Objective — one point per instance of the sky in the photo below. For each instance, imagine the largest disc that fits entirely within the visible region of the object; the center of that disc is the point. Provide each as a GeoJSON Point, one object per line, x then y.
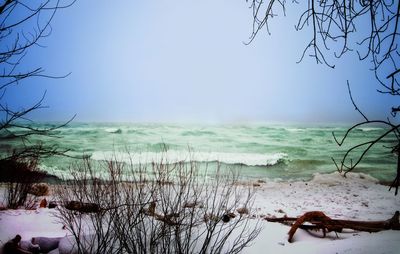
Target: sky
{"type": "Point", "coordinates": [186, 61]}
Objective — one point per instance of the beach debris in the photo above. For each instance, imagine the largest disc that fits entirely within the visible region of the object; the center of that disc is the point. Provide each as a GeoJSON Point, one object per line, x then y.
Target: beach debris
{"type": "Point", "coordinates": [82, 207]}
{"type": "Point", "coordinates": [319, 221]}
{"type": "Point", "coordinates": [243, 210]}
{"type": "Point", "coordinates": [43, 203]}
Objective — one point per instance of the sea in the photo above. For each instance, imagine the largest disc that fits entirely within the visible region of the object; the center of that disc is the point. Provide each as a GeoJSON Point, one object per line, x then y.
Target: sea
{"type": "Point", "coordinates": [281, 152]}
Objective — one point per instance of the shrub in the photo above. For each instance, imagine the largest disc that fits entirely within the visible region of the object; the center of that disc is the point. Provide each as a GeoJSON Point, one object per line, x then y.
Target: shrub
{"type": "Point", "coordinates": [162, 207]}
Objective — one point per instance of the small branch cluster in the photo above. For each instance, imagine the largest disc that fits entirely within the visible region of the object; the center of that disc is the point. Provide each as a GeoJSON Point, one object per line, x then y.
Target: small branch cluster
{"type": "Point", "coordinates": [157, 208]}
{"type": "Point", "coordinates": [340, 26]}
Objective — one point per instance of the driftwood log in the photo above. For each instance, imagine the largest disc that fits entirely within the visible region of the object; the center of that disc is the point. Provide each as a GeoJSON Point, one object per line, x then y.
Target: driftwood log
{"type": "Point", "coordinates": [319, 221]}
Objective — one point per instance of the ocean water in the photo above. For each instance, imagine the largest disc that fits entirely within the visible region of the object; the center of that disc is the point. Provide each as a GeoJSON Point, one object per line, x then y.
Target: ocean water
{"type": "Point", "coordinates": [281, 152]}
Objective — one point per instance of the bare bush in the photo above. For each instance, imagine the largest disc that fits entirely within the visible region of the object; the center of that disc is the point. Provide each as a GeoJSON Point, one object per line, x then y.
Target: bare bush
{"type": "Point", "coordinates": [157, 208]}
{"type": "Point", "coordinates": [19, 175]}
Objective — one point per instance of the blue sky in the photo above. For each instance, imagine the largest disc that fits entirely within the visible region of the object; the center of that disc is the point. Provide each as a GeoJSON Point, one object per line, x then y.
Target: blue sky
{"type": "Point", "coordinates": [185, 61]}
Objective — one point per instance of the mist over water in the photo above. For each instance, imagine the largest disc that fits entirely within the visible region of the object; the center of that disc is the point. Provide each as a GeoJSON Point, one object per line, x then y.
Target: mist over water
{"type": "Point", "coordinates": [259, 151]}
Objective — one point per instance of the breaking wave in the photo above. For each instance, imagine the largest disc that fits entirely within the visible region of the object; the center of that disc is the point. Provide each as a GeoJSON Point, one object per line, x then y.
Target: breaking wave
{"type": "Point", "coordinates": [174, 156]}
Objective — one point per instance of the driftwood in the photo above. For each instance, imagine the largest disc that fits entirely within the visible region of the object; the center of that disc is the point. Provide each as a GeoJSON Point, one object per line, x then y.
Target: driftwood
{"type": "Point", "coordinates": [319, 221]}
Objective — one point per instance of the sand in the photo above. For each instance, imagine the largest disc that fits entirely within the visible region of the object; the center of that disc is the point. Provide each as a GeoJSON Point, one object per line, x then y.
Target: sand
{"type": "Point", "coordinates": [357, 197]}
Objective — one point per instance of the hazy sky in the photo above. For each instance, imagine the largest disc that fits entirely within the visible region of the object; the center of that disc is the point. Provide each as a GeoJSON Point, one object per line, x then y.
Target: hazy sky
{"type": "Point", "coordinates": [179, 60]}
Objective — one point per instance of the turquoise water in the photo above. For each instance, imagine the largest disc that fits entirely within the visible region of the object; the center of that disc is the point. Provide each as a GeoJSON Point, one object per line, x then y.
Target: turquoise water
{"type": "Point", "coordinates": [259, 151]}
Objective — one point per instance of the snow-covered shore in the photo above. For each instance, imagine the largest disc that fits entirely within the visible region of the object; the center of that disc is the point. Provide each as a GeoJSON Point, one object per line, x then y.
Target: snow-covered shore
{"type": "Point", "coordinates": [357, 197]}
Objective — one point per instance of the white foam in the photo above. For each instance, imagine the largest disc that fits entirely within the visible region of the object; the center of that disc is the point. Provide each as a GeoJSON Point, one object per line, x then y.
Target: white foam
{"type": "Point", "coordinates": [173, 156]}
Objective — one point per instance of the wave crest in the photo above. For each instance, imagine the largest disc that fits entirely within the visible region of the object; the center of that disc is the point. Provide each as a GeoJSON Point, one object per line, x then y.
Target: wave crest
{"type": "Point", "coordinates": [174, 156]}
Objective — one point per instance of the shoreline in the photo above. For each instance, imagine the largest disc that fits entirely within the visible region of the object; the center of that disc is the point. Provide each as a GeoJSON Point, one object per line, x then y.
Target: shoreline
{"type": "Point", "coordinates": [357, 197]}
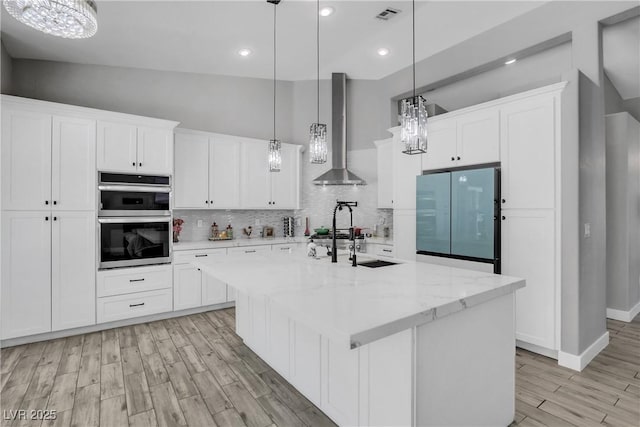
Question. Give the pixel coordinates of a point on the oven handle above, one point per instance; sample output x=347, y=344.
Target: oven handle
x=135, y=188
x=134, y=219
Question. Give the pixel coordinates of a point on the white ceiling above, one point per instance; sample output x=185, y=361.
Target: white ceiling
x=621, y=56
x=204, y=36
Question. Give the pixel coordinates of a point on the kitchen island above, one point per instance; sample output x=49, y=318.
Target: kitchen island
x=406, y=344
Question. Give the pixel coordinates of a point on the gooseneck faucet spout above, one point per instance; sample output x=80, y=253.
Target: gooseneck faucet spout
x=334, y=249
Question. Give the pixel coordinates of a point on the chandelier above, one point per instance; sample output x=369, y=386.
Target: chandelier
x=275, y=148
x=413, y=112
x=318, y=131
x=71, y=19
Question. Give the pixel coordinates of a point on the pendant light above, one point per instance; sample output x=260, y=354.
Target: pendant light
x=414, y=113
x=318, y=131
x=71, y=19
x=275, y=148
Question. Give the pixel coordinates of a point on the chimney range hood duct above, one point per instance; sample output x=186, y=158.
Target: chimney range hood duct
x=339, y=174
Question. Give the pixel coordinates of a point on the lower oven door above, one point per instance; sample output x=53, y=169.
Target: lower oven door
x=132, y=241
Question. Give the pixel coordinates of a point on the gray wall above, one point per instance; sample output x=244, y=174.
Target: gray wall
x=224, y=104
x=6, y=71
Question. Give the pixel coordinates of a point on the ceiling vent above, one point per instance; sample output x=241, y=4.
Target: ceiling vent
x=387, y=13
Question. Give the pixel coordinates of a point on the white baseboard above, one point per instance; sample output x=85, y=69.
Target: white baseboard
x=623, y=316
x=579, y=362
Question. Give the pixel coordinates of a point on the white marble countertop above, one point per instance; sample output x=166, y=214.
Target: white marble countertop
x=358, y=305
x=255, y=241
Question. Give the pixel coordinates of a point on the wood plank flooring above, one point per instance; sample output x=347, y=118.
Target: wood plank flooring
x=195, y=371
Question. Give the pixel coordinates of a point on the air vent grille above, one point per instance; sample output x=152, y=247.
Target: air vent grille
x=387, y=13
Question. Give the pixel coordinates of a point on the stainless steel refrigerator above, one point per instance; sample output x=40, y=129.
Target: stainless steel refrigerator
x=457, y=214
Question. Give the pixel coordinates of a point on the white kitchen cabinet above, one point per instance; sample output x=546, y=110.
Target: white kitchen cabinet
x=73, y=164
x=384, y=154
x=124, y=147
x=528, y=135
x=224, y=173
x=528, y=251
x=207, y=171
x=26, y=273
x=262, y=189
x=26, y=160
x=73, y=270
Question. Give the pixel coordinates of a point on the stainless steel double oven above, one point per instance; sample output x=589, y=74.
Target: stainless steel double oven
x=134, y=220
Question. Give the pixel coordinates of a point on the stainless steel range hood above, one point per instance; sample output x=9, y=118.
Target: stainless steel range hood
x=339, y=174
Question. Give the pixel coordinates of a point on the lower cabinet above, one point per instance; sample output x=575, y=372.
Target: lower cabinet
x=48, y=271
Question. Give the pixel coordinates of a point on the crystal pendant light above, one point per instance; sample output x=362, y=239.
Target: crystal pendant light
x=275, y=148
x=72, y=19
x=414, y=113
x=318, y=131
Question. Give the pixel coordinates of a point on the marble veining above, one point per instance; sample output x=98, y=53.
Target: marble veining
x=358, y=305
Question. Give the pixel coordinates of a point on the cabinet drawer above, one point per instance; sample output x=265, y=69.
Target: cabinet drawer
x=249, y=250
x=384, y=250
x=129, y=280
x=134, y=305
x=186, y=257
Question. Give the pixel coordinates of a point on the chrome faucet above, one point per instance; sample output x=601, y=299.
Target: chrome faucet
x=334, y=249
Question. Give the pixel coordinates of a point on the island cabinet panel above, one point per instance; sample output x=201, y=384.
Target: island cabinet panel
x=471, y=352
x=305, y=361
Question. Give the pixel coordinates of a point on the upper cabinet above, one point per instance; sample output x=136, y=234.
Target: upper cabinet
x=125, y=147
x=48, y=161
x=207, y=173
x=262, y=189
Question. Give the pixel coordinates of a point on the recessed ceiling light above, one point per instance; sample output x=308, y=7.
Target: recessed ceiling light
x=326, y=11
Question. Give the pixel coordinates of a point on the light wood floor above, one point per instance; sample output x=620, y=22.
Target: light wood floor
x=195, y=371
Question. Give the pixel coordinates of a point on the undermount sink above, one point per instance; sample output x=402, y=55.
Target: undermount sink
x=376, y=263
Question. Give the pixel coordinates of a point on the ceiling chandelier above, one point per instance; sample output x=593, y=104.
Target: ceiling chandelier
x=413, y=112
x=71, y=19
x=318, y=131
x=275, y=148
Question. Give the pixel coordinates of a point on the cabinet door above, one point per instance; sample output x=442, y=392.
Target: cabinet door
x=385, y=173
x=155, y=151
x=406, y=168
x=528, y=251
x=224, y=173
x=285, y=185
x=26, y=273
x=213, y=290
x=255, y=179
x=442, y=138
x=527, y=152
x=73, y=165
x=187, y=288
x=117, y=147
x=73, y=270
x=26, y=160
x=191, y=178
x=478, y=137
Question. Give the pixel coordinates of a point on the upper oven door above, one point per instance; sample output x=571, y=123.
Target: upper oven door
x=127, y=200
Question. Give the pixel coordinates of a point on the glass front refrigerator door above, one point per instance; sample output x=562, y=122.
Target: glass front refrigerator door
x=433, y=207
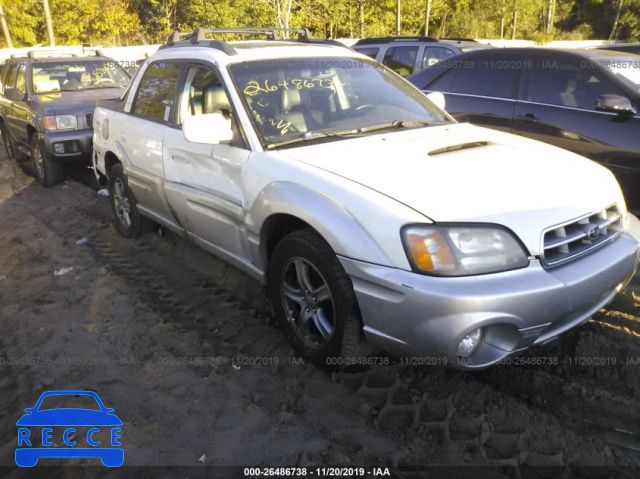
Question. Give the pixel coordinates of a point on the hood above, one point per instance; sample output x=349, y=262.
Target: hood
x=463, y=173
x=75, y=102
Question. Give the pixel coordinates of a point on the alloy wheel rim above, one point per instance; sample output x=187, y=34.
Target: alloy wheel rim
x=121, y=203
x=308, y=302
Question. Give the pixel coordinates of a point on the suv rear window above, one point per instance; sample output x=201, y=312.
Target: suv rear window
x=489, y=75
x=401, y=59
x=78, y=75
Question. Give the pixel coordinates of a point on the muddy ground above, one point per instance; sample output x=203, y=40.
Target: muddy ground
x=186, y=350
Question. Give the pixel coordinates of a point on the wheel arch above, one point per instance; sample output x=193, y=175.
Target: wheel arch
x=282, y=208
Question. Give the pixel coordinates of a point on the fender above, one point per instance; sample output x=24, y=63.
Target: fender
x=332, y=221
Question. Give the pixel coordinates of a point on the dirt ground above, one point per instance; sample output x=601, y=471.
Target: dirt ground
x=185, y=349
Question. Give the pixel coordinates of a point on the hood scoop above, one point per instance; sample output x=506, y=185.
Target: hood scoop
x=461, y=146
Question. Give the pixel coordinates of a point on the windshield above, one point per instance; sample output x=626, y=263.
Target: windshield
x=78, y=75
x=297, y=100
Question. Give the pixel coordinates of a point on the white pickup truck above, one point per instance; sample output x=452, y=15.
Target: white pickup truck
x=374, y=218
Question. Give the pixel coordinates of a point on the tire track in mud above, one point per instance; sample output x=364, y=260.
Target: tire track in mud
x=435, y=417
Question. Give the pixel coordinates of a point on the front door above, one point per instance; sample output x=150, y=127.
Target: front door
x=205, y=183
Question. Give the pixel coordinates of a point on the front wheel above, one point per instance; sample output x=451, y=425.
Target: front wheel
x=314, y=301
x=9, y=144
x=128, y=221
x=48, y=172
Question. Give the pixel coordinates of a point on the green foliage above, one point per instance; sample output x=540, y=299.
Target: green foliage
x=122, y=22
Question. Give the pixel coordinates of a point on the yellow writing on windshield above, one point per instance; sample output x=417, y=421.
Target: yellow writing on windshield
x=253, y=88
x=281, y=125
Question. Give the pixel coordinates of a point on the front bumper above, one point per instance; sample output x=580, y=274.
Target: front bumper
x=68, y=146
x=411, y=314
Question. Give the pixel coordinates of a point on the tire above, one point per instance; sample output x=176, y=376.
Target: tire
x=314, y=301
x=128, y=221
x=48, y=172
x=9, y=144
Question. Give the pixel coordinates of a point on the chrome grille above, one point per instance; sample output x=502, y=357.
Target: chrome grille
x=571, y=240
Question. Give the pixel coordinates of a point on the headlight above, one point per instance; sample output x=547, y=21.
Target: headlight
x=60, y=122
x=462, y=250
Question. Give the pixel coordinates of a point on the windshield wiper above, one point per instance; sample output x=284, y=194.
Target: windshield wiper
x=395, y=124
x=314, y=135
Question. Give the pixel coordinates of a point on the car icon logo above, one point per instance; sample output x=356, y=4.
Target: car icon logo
x=90, y=431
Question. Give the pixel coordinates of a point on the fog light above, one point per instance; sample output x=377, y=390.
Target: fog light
x=470, y=343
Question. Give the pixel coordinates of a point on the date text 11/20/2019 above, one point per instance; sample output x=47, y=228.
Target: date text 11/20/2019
x=294, y=472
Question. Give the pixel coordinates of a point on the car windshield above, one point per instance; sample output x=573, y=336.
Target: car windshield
x=297, y=100
x=78, y=75
x=66, y=401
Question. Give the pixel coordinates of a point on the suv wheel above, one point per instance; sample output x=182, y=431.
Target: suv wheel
x=314, y=301
x=128, y=221
x=9, y=145
x=48, y=172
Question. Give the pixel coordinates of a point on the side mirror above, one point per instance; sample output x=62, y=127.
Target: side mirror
x=615, y=104
x=209, y=128
x=14, y=94
x=437, y=99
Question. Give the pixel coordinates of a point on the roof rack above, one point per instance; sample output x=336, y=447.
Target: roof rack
x=199, y=37
x=459, y=39
x=60, y=52
x=398, y=38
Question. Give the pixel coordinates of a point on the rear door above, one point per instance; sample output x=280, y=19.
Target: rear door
x=557, y=106
x=482, y=90
x=142, y=132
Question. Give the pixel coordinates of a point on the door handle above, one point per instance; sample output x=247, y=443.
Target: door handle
x=528, y=118
x=178, y=156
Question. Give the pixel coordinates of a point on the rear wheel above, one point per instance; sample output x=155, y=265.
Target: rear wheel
x=48, y=172
x=128, y=221
x=314, y=301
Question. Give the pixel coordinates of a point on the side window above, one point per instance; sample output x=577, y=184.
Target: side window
x=488, y=75
x=203, y=93
x=371, y=52
x=21, y=81
x=401, y=59
x=433, y=55
x=564, y=83
x=157, y=90
x=3, y=75
x=11, y=76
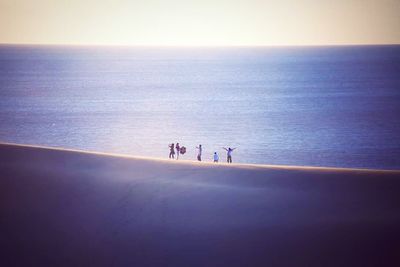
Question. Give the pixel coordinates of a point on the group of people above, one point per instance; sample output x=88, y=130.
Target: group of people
x=182, y=150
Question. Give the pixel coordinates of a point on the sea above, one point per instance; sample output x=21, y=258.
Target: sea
x=333, y=106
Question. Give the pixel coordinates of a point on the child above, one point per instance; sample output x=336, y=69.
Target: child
x=216, y=158
x=229, y=154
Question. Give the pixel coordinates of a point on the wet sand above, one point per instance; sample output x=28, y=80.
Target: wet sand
x=70, y=208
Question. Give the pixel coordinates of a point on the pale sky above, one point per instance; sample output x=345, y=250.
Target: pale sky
x=200, y=22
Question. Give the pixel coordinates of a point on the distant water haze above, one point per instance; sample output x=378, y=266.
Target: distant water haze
x=318, y=106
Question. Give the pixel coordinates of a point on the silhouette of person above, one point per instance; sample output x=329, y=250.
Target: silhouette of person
x=229, y=154
x=216, y=158
x=171, y=151
x=199, y=153
x=178, y=150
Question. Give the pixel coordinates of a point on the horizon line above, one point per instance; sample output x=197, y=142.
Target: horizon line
x=198, y=46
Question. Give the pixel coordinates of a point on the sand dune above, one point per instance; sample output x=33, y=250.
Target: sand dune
x=70, y=208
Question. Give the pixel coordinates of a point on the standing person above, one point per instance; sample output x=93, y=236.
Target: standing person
x=178, y=150
x=216, y=158
x=229, y=154
x=199, y=153
x=171, y=151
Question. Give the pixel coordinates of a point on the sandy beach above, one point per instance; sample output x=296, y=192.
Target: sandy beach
x=70, y=208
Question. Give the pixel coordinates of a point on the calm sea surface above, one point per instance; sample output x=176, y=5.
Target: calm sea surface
x=319, y=106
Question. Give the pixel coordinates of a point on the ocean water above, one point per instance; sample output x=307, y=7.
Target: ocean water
x=317, y=106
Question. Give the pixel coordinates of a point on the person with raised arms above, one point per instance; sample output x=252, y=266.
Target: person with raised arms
x=229, y=154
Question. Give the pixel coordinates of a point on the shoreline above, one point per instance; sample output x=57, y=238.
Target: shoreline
x=207, y=163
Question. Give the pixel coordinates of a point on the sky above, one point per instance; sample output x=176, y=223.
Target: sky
x=200, y=22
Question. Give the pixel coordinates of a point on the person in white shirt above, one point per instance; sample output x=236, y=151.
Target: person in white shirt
x=216, y=158
x=199, y=153
x=229, y=154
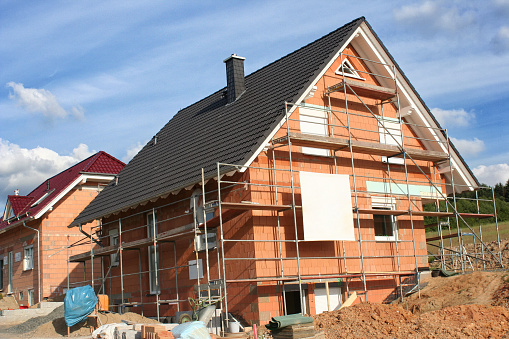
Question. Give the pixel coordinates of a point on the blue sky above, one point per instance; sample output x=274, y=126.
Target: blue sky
x=83, y=76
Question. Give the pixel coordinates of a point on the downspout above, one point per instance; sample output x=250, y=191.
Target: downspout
x=38, y=260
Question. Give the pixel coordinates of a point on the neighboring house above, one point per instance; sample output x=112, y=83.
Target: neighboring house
x=286, y=191
x=34, y=239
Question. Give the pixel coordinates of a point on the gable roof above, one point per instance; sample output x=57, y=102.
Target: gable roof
x=51, y=189
x=212, y=131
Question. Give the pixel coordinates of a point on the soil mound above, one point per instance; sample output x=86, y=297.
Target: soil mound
x=368, y=320
x=481, y=287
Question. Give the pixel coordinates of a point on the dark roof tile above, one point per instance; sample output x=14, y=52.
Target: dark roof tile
x=211, y=131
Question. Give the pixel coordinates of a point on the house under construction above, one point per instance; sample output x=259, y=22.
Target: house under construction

* [What needs to be done]: Please state how many lines hold the string "construction" in the listing above, giving the figure alone.

* [Task solution]: 2